In the case of that woman though, the truth might very well be that she was resistant and angry about the suggestion to use her husbands ‘love language’ likely because she couldn’t take another moment of twisting herself like a pretzel to connect, only to have him shut her down and dismiss her once again.

Maybe she had spent years trying to be the perfect wife or the ‘right’ kind of spouse. Maybe she was angry because she instinctively knew what would happen if she tried to speak in his love language, for example, her words being twisted and misconstrued, even when she was attempting to be supportive.

What if, in that moment, standing in that workshop, she was being asked to deny what she intuitively knew was true? That communicating or not communicating in his ‘style’ was not the problem.

Denying and dismissing, over and over again, what we instinctively know is true, IS what keeps us stuck in unhealthy, toxic, dysfunctional relationships.

We continually dismiss and minimize our own needs in a futile, albeit desperate, attempt to keep the peace in our home and the tension and stress to a minimum.

It wasn’t until I learned that there are two very different relationship models that things began to make sense to me. My husband operated in Power & Control and I operated in Mutual Equality.

In their book When Love Hurts, Jill Corey and Karen McAndless-Davis explain that a partner operating in Power & Control is operating from the position that he is central, superior and deserving.

Believing he is central in the relationship means that his work and hobbies are more important and his needs come first. He often demands attention whenever he wants it. If he does housework he expects a lot of praise. Things are scheduled around his needs.

Believing he is superior in the relationship means he needs to be better than you. He will be critical of you, smarter than you, his opinions more valuable than yours. He might see himself as superior to other men. It’s also important that he makes more money than you and tends to devalue what you do at work.

Believing he is more deserving than you means he has a right to relax when he wants to. He expects you do more housework. He expects that you have sex whenever he wants. He expects you do most of the parenting, and he should be cared for and waited on.

If you are operating from Mutual Equality, then your expectation is that the relationship is built on connection, equality and mutuality.

Connection means that you make major decisions together. You enjoy activities together, and the needs of the individual do not come at the expense of the family or the relationship.

(Natural-language object grounding data)
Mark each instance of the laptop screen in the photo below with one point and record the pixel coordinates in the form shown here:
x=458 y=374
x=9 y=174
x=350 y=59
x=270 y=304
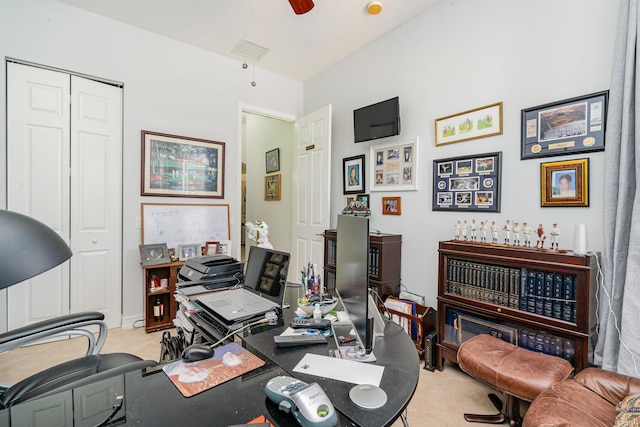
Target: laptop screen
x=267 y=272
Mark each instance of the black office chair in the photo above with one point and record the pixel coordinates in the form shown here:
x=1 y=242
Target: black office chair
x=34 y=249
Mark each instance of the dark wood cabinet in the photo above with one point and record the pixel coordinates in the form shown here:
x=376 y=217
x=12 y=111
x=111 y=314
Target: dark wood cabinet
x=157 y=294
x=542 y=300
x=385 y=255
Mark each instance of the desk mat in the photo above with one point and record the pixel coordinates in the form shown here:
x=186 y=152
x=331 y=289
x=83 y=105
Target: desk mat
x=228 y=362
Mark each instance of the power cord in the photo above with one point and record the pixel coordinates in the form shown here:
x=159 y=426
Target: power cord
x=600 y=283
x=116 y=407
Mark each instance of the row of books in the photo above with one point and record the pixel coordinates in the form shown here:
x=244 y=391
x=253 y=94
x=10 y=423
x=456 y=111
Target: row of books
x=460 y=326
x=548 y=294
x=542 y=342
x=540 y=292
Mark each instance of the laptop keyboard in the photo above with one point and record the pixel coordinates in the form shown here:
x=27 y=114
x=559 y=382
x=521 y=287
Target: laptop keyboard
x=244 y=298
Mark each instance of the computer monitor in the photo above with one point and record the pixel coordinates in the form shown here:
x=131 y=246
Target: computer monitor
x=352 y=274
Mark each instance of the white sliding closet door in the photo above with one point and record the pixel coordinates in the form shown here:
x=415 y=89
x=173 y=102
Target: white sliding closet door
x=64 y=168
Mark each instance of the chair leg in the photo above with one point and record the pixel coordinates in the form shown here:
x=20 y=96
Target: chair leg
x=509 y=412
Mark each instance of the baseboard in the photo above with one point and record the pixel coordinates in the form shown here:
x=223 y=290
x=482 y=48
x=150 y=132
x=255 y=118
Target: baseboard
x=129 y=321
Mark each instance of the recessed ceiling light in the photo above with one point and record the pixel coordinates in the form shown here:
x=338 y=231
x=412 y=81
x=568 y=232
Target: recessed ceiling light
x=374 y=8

Actions to take →
A. Set down a passage from the relationship text above verbatim, beginning at the words "Maybe she had" and stopping after "not the problem.".
B. Condense the paragraph of the relationship text that opens "Believing he is superior" into a bulleted list that keeps its main facts.

Results →
A.
Maybe she had spent years trying to be the perfect wife or the ‘right’ kind of spouse. Maybe she was angry because she instinctively knew what would happen if she tried to speak in his love language, for example, her words being twisted and misconstrued, even when she was attempting to be supportive.

What if, in that moment, standing in that workshop, she was being asked to deny what she intuitively knew was true? That communicating or not communicating in his ‘style’ was not the problem.

B.
- He needs to be better than you.
- He is critical of you, smarter than you, and values his opinions over yours.
- He might see himself as superior to other men.
- It matters to him that he makes more money than you, and he tends to devalue what you do at work.